Which lines belong in the answer? Exactly those from the line containing "Could you please spot the desk chair" through the last line of the records below, repeated as written.

--------

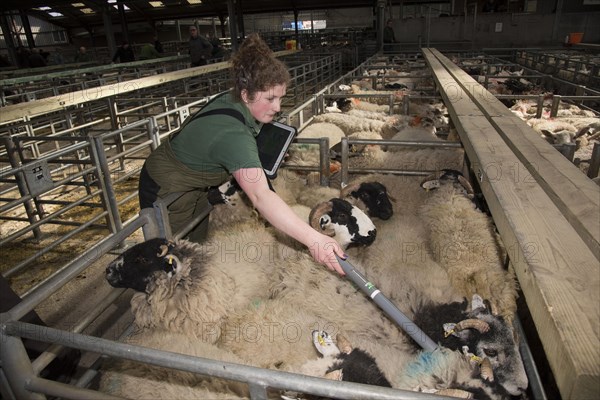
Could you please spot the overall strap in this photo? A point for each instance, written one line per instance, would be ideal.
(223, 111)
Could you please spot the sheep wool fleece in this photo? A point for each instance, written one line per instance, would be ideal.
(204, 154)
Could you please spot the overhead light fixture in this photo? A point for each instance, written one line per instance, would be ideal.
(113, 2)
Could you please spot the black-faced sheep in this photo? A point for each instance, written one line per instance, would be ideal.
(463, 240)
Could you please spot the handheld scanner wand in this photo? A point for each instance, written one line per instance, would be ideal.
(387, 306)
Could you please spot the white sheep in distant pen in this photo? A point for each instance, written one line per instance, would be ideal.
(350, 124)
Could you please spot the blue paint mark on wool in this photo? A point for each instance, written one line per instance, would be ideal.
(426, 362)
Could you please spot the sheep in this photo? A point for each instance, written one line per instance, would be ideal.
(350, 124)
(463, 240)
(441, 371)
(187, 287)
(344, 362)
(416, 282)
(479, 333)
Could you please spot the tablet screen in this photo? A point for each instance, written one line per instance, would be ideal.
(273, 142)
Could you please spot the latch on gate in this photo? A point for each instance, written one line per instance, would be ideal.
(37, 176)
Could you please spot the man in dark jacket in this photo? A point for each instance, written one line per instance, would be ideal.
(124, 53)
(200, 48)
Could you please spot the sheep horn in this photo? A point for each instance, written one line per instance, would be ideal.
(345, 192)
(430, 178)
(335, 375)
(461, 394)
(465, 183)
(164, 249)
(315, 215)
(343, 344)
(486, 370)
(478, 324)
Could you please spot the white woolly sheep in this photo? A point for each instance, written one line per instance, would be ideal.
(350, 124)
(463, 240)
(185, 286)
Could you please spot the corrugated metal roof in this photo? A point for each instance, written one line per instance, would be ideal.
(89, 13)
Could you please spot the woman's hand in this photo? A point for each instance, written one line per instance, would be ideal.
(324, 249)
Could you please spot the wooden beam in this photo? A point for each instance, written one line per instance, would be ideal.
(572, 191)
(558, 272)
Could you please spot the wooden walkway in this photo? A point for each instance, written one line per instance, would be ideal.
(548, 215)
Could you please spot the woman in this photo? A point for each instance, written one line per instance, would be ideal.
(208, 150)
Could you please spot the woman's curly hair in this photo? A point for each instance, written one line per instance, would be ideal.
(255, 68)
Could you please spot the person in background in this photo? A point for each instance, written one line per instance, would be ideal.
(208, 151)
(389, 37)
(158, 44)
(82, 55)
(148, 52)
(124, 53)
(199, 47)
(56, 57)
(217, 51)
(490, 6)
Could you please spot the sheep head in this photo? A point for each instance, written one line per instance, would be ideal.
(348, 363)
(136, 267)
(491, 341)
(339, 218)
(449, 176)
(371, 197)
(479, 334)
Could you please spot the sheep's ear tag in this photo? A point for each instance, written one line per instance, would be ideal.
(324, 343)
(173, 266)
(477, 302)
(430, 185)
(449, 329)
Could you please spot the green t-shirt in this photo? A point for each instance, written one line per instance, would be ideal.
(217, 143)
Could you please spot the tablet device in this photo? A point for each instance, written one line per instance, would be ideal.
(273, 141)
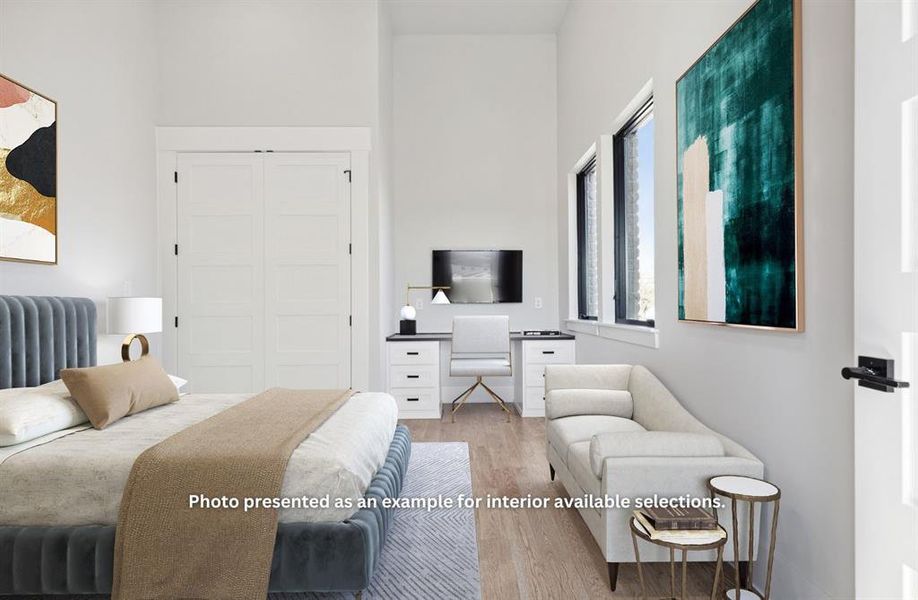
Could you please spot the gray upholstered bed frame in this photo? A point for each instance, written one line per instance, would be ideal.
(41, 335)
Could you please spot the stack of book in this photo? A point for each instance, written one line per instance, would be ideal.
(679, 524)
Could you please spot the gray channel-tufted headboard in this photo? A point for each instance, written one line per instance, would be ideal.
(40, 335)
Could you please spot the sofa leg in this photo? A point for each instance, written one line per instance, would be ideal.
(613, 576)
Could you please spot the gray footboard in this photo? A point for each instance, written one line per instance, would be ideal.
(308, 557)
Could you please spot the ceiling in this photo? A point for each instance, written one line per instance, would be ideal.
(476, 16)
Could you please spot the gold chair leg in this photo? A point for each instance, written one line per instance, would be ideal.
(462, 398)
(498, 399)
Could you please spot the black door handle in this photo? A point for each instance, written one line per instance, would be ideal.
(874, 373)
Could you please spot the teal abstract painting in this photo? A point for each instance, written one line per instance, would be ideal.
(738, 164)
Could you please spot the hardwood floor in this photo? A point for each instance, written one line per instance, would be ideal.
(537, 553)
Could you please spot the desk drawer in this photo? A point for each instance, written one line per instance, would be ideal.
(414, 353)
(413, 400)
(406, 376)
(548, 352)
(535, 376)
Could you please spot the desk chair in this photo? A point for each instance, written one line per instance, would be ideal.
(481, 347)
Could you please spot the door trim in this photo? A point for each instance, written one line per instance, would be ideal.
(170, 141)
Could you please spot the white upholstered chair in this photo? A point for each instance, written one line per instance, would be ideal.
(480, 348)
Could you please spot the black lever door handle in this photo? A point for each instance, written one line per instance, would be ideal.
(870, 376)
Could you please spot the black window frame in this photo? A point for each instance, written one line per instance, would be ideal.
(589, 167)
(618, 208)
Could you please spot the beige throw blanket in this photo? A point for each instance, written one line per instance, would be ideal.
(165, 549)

--------

- _TASK ANSWER_
Could you please spot the desk chair in this photo? A point for each instance, written one line per instance, would be ideal.
(481, 347)
Could you please spot the door trim in this photo? A point for each instance, written one line per instance, would be ideal.
(170, 141)
Could you please spot the white upholstered chair in this photo? A point for each instance, written one line per instance, would be ideal.
(480, 348)
Could you please spot the black lever door handle in this photo? A point for each instance, written one line per instance, would be ideal.
(870, 376)
Could you please spot the black window frame in this photo? A point for each instance, written one line per instance, would be ideal.
(589, 167)
(618, 208)
Could you please spot the beige throw blanket in this photo? A point for each instance, written one line per instance, would be ideal.
(165, 549)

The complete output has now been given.